◆ The records
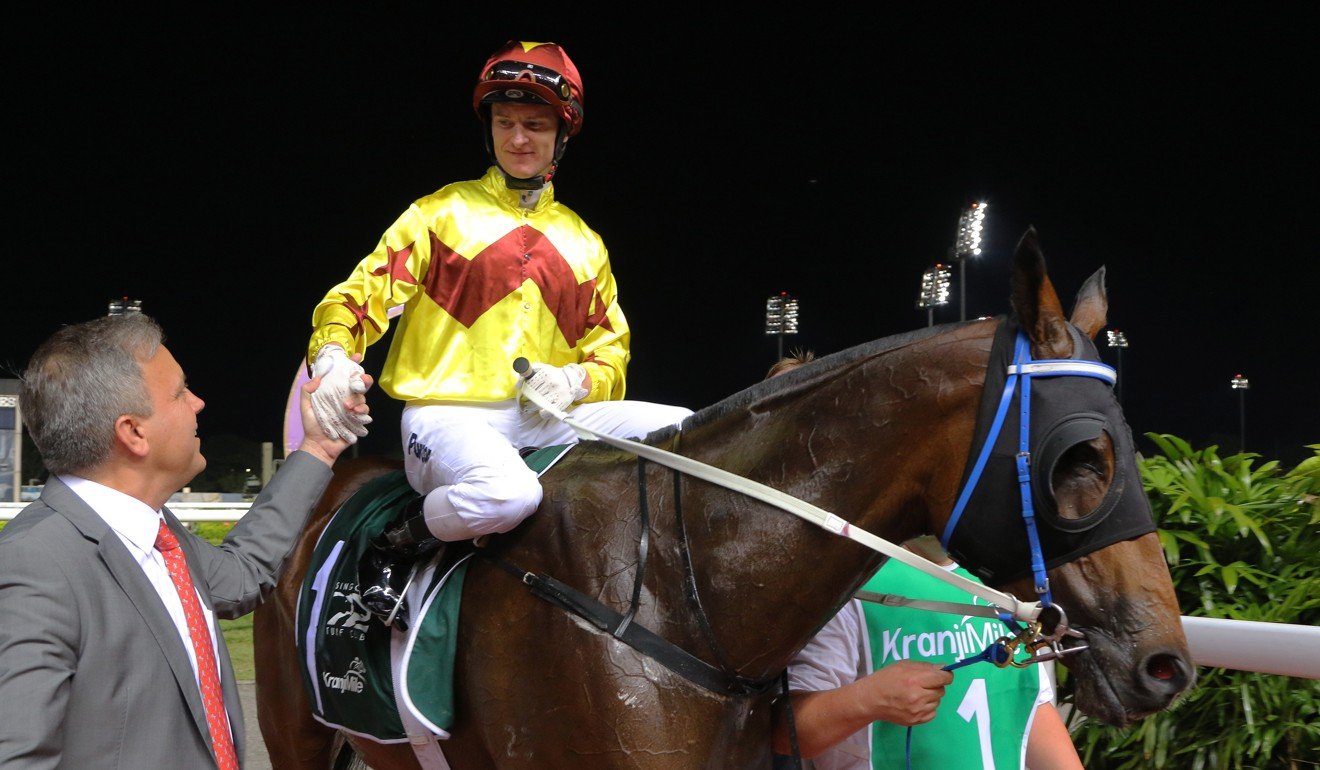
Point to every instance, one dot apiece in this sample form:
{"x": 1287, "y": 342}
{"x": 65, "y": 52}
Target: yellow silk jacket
{"x": 481, "y": 281}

◆ Your task
Extract every line of text from the material above and reproduce each one verbatim, leaving the pictures out.

◆ Result of the task
Point to every instance, one dot apiece in this sample form:
{"x": 1287, "y": 342}
{"x": 65, "y": 52}
Target: yellow silk jacket
{"x": 481, "y": 281}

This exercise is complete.